TO DO: Output the records below as a JSON list of strings, one string per line with blank lines omitted, starting at the line that contains "Where can the lichen" and continuing through the last line of the records.

AVAILABLE RECORDS:
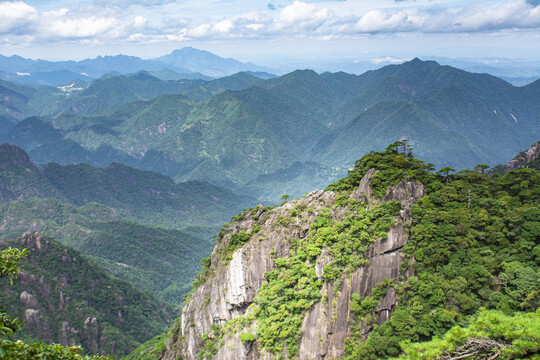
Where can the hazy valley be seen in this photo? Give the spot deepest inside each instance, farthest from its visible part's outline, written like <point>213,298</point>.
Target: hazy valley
<point>121,174</point>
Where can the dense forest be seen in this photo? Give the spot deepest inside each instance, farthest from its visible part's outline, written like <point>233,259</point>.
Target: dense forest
<point>468,282</point>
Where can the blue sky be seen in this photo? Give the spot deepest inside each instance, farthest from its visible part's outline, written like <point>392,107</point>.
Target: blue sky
<point>266,31</point>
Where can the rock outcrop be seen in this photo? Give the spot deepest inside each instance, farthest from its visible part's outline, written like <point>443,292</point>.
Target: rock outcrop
<point>232,282</point>
<point>525,158</point>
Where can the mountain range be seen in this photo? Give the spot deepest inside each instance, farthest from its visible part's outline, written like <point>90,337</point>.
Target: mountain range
<point>185,63</point>
<point>133,173</point>
<point>316,123</point>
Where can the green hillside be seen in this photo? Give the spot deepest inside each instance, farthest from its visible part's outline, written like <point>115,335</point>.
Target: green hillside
<point>155,259</point>
<point>452,117</point>
<point>137,194</point>
<point>65,298</point>
<point>470,262</point>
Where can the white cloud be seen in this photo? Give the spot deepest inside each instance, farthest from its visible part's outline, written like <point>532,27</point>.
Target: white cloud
<point>224,26</point>
<point>116,21</point>
<point>300,15</point>
<point>16,17</point>
<point>140,22</point>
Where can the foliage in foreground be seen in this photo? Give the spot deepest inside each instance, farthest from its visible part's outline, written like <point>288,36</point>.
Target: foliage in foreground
<point>491,334</point>
<point>9,350</point>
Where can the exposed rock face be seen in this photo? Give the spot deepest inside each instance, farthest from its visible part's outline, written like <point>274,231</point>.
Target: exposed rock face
<point>524,158</point>
<point>232,284</point>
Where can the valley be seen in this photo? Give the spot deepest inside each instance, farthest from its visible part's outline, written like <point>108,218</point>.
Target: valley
<point>308,215</point>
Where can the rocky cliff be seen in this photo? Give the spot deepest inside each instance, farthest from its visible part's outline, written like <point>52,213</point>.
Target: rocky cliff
<point>528,158</point>
<point>288,282</point>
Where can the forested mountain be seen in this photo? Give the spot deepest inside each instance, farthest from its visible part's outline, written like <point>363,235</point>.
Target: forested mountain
<point>65,298</point>
<point>107,215</point>
<point>450,117</point>
<point>390,256</point>
<point>185,63</point>
<point>139,194</point>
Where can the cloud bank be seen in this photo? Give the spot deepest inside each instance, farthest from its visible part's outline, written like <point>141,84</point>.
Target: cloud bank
<point>117,21</point>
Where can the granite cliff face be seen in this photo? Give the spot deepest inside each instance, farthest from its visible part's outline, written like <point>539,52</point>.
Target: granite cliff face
<point>225,306</point>
<point>527,158</point>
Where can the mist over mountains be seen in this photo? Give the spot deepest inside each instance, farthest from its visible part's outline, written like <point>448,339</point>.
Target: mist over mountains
<point>133,165</point>
<point>315,123</point>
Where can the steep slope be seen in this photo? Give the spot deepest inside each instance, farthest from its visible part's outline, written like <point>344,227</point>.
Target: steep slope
<point>329,118</point>
<point>138,194</point>
<point>433,124</point>
<point>120,89</point>
<point>146,256</point>
<point>220,132</point>
<point>238,81</point>
<point>388,254</point>
<point>65,298</point>
<point>205,62</point>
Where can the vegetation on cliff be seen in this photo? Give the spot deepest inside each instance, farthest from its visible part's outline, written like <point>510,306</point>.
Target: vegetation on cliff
<point>472,245</point>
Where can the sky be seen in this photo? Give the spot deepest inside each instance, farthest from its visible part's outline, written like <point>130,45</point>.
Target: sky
<point>267,32</point>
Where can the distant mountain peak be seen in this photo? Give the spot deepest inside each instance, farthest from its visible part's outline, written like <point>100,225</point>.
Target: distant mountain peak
<point>11,155</point>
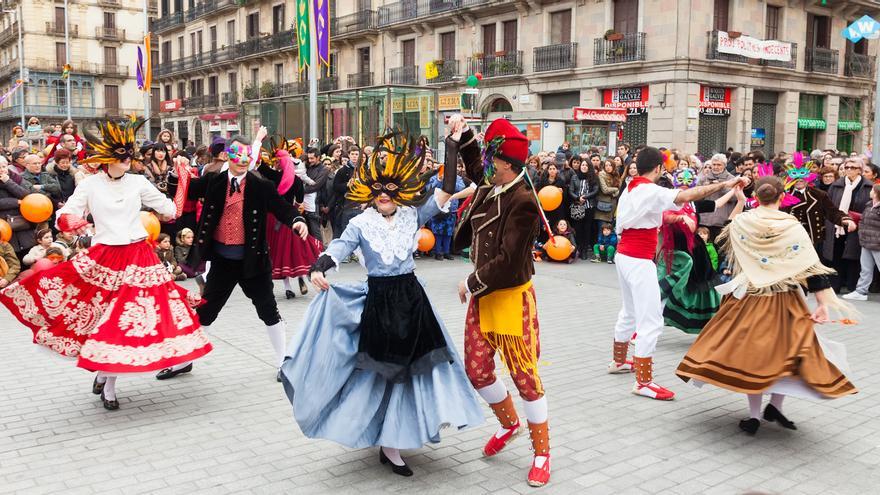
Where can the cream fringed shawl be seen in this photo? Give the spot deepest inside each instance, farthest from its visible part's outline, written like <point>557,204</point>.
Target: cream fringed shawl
<point>770,252</point>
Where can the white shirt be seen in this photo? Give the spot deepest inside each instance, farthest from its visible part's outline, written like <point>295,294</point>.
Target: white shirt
<point>116,205</point>
<point>643,207</point>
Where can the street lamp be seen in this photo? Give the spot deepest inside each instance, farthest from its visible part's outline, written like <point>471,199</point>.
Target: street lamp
<point>15,20</point>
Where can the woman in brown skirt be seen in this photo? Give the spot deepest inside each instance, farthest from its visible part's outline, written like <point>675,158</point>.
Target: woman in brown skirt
<point>762,340</point>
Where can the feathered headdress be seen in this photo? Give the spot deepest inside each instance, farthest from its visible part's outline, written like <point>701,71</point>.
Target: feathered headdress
<point>399,177</point>
<point>797,170</point>
<point>117,142</point>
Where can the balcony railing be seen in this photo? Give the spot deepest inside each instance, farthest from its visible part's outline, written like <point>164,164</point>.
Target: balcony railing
<point>112,33</point>
<point>821,60</point>
<point>229,99</point>
<point>500,64</point>
<point>58,29</point>
<point>858,65</point>
<point>446,72</point>
<point>404,75</point>
<point>629,49</point>
<point>407,10</point>
<point>352,24</point>
<point>360,80</point>
<point>556,57</point>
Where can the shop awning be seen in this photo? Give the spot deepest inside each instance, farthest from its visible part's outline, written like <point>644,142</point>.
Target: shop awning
<point>811,124</point>
<point>849,125</point>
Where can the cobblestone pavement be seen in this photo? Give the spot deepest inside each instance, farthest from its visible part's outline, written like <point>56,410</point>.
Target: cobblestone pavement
<point>227,427</point>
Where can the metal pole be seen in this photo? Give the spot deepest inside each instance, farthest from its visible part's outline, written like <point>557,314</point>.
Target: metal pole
<point>313,75</point>
<point>67,56</point>
<point>147,91</point>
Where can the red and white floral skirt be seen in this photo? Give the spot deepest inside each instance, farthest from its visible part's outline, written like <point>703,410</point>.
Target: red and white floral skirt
<point>115,308</point>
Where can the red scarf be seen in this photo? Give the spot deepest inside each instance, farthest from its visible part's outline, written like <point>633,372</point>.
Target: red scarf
<point>638,243</point>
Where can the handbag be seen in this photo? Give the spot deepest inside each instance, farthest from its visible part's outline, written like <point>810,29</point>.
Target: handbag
<point>578,211</point>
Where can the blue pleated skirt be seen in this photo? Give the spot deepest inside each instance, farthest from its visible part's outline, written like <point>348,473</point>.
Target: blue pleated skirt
<point>334,400</point>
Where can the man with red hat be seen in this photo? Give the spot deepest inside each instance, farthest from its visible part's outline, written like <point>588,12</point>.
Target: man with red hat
<point>500,226</point>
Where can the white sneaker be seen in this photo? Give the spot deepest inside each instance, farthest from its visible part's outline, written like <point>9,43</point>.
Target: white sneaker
<point>856,296</point>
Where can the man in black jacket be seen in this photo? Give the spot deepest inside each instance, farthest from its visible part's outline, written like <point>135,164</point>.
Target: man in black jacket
<point>232,236</point>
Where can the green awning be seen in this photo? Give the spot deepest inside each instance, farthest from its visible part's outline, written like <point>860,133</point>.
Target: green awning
<point>811,124</point>
<point>849,125</point>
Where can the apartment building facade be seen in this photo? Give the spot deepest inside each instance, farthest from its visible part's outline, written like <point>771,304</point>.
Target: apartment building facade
<point>591,72</point>
<point>104,36</point>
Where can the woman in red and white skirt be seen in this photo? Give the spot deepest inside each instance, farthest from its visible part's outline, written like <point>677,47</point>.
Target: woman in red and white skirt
<point>114,307</point>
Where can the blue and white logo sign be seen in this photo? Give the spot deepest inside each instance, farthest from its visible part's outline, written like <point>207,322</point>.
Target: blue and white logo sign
<point>866,28</point>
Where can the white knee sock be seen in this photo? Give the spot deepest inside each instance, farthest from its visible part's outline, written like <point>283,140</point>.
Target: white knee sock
<point>278,337</point>
<point>393,455</point>
<point>536,410</point>
<point>755,405</point>
<point>110,387</point>
<point>776,400</point>
<point>495,393</point>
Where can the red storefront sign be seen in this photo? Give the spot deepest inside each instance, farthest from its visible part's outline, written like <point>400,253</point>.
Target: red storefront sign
<point>600,114</point>
<point>171,105</point>
<point>714,100</point>
<point>634,100</point>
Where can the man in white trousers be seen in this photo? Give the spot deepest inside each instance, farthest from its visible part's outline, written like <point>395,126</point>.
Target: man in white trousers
<point>639,216</point>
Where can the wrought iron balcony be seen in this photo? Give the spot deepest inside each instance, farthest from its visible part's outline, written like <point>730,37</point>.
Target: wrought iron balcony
<point>110,33</point>
<point>821,60</point>
<point>351,25</point>
<point>858,65</point>
<point>58,29</point>
<point>408,74</point>
<point>447,70</point>
<point>555,57</point>
<point>499,64</point>
<point>408,10</point>
<point>630,48</point>
<point>360,80</point>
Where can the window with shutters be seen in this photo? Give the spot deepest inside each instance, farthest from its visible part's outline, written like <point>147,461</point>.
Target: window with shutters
<point>721,16</point>
<point>771,31</point>
<point>560,27</point>
<point>509,36</point>
<point>447,46</point>
<point>488,39</point>
<point>111,97</point>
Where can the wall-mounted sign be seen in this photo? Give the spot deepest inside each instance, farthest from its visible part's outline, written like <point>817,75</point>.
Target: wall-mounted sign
<point>600,114</point>
<point>714,100</point>
<point>634,100</point>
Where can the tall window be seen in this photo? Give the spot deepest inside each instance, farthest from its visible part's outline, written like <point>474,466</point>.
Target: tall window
<point>447,45</point>
<point>488,39</point>
<point>509,36</point>
<point>111,97</point>
<point>722,15</point>
<point>774,14</point>
<point>560,27</point>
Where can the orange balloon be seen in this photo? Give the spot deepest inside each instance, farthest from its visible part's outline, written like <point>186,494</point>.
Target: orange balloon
<point>5,231</point>
<point>559,249</point>
<point>151,224</point>
<point>36,207</point>
<point>551,197</point>
<point>426,240</point>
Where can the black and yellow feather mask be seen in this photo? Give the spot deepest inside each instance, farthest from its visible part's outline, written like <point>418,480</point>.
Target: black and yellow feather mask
<point>117,142</point>
<point>399,177</point>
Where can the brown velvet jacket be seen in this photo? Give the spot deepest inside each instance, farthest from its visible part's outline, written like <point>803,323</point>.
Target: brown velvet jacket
<point>500,229</point>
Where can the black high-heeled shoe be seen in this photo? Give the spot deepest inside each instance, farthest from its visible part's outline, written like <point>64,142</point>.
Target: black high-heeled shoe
<point>110,405</point>
<point>772,414</point>
<point>399,470</point>
<point>97,388</point>
<point>750,425</point>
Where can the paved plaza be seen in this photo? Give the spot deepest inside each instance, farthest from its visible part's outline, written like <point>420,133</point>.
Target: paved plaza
<point>228,428</point>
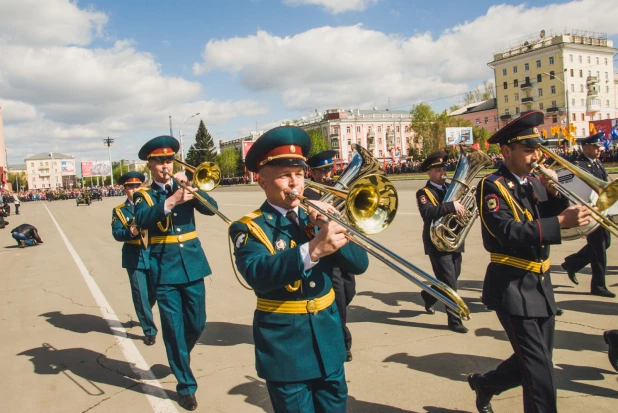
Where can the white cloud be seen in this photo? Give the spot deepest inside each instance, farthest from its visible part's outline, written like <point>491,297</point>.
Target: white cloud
<point>335,6</point>
<point>330,67</point>
<point>49,22</point>
<point>58,92</point>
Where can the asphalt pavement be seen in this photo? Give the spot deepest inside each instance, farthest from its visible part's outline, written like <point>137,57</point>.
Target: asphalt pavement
<point>71,341</point>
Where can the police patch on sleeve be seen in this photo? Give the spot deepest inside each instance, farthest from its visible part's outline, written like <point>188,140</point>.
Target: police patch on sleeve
<point>240,240</point>
<point>492,202</point>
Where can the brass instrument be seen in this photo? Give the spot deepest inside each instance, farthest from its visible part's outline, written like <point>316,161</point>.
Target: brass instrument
<point>369,206</point>
<point>607,192</point>
<point>449,232</point>
<point>206,177</point>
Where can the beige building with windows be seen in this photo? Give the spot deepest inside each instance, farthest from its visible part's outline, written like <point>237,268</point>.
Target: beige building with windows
<point>385,133</point>
<point>569,76</point>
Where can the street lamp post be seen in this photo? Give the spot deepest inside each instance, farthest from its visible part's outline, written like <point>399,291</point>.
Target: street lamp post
<point>182,148</point>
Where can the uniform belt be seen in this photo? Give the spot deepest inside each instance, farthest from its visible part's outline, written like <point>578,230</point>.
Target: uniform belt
<point>297,307</point>
<point>173,239</point>
<point>534,266</point>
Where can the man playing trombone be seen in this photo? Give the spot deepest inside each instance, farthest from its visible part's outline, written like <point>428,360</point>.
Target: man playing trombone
<point>599,240</point>
<point>135,258</point>
<point>288,256</point>
<point>178,264</point>
<point>446,265</point>
<point>521,216</point>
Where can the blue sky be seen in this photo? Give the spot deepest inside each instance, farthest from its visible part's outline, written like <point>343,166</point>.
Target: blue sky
<point>73,73</point>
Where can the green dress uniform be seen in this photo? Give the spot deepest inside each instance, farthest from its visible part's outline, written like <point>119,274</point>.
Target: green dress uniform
<point>299,345</point>
<point>136,260</point>
<point>178,266</point>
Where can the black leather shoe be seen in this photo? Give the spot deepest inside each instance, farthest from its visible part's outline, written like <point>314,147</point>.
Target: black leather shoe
<point>603,292</point>
<point>483,401</point>
<point>458,328</point>
<point>188,402</point>
<point>571,274</point>
<point>611,339</point>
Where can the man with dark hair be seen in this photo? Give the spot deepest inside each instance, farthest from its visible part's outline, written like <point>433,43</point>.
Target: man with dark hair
<point>26,235</point>
<point>520,217</point>
<point>599,240</point>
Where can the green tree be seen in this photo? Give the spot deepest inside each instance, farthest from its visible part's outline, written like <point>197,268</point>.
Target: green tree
<point>228,161</point>
<point>318,143</point>
<point>204,148</point>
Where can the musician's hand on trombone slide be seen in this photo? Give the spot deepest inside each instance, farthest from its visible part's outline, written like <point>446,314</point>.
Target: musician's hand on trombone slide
<point>574,216</point>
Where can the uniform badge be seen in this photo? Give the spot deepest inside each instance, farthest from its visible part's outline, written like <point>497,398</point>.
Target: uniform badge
<point>280,244</point>
<point>492,202</point>
<point>240,240</point>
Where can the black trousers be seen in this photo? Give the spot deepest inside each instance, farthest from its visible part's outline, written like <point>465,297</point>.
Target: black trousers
<point>531,364</point>
<point>594,254</point>
<point>446,268</point>
<point>344,285</point>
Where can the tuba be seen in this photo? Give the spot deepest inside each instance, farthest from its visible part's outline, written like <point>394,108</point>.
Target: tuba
<point>449,232</point>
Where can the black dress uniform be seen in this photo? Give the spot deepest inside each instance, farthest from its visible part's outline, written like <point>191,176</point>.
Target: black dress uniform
<point>599,240</point>
<point>518,224</point>
<point>446,265</point>
<point>344,282</point>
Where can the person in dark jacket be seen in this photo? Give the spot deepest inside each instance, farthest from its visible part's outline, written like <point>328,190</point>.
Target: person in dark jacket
<point>446,265</point>
<point>26,235</point>
<point>520,217</point>
<point>599,240</point>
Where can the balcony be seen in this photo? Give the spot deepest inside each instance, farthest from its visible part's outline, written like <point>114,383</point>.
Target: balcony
<point>526,85</point>
<point>593,105</point>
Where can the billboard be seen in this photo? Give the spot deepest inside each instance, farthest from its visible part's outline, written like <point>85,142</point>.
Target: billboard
<point>68,167</point>
<point>455,136</point>
<point>96,168</point>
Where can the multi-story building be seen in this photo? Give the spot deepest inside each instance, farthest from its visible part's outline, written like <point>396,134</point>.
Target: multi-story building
<point>386,133</point>
<point>569,76</point>
<point>50,170</point>
<point>481,114</point>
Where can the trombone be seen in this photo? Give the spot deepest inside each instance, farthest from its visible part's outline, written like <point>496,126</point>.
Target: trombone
<point>206,177</point>
<point>607,191</point>
<point>370,206</point>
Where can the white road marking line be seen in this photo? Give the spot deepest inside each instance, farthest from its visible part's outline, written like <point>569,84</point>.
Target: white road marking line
<point>150,385</point>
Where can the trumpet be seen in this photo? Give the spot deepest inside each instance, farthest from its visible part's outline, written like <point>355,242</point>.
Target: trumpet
<point>370,205</point>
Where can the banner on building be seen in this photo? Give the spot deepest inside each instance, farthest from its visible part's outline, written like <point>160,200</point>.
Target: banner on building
<point>68,167</point>
<point>455,136</point>
<point>96,168</point>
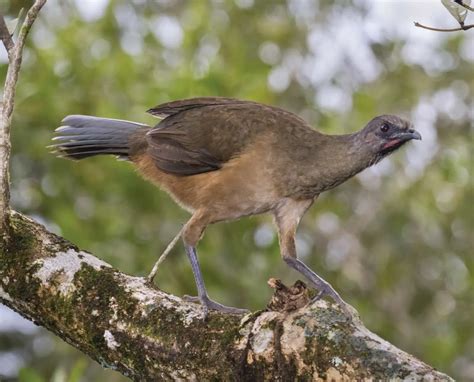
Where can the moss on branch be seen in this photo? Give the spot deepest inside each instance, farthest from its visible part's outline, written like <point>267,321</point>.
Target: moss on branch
<point>131,326</point>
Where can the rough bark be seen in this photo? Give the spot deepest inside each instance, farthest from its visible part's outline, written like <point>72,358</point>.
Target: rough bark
<point>15,54</point>
<point>131,326</point>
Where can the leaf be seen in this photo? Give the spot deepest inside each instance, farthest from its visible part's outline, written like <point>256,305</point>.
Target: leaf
<point>458,11</point>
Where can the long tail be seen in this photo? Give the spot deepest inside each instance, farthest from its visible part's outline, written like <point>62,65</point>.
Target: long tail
<point>82,136</point>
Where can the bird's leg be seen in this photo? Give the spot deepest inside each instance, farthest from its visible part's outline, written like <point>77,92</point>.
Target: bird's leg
<point>287,218</point>
<point>191,234</point>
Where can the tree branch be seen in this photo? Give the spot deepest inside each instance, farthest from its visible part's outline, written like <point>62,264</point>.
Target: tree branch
<point>15,57</point>
<point>461,28</point>
<point>6,37</point>
<point>128,325</point>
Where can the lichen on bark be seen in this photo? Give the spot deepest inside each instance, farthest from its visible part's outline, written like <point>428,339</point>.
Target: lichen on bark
<point>129,325</point>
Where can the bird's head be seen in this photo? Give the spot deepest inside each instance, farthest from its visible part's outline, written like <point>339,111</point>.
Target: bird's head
<point>386,133</point>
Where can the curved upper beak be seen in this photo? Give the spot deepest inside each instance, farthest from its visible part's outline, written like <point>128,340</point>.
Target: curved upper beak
<point>408,135</point>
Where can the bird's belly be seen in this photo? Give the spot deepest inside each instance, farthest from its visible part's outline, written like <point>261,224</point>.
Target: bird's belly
<point>240,188</point>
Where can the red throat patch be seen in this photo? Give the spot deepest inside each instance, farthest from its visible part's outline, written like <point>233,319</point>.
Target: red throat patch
<point>391,143</point>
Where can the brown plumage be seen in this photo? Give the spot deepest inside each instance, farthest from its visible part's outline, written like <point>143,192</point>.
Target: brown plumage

WRITTEN SOLUTION:
[
  "Where can the lichen on bark be seen in this photo? Give the spot deepest inside each instance, farthest from its visible part's outline, written like <point>428,339</point>.",
  "Target: lichen on bark",
  "<point>129,325</point>",
  "Where can the bird's head be seen in this photo? Give the spot deepest inside each instance, farthest from its visible part's outline, written like <point>339,111</point>.",
  "Target: bird's head",
  "<point>386,133</point>",
  "Where can the curved upper beak be seen in this photo? Give the spot deepest inside each instance, farthest from its visible part's outline, written like <point>128,340</point>.",
  "Target: curved upper beak",
  "<point>408,135</point>",
  "Where can the bird's belly be seen in this photo? Give the spot deepest inside each instance, farthest from its visible part's outline, written like <point>261,224</point>.",
  "Target: bird's belly",
  "<point>240,188</point>",
  "Where can the red throat patch be seen in this photo? Give the spot deepest inside each instance, farthest from its visible part's outline, written like <point>233,319</point>.",
  "Target: red throat patch",
  "<point>391,143</point>",
  "Where can the brown plumage be seen in this photo? Give the spot deepest inside each instance, farthest from its visible part's outline, written like <point>143,192</point>.",
  "Target: brown plumage"
]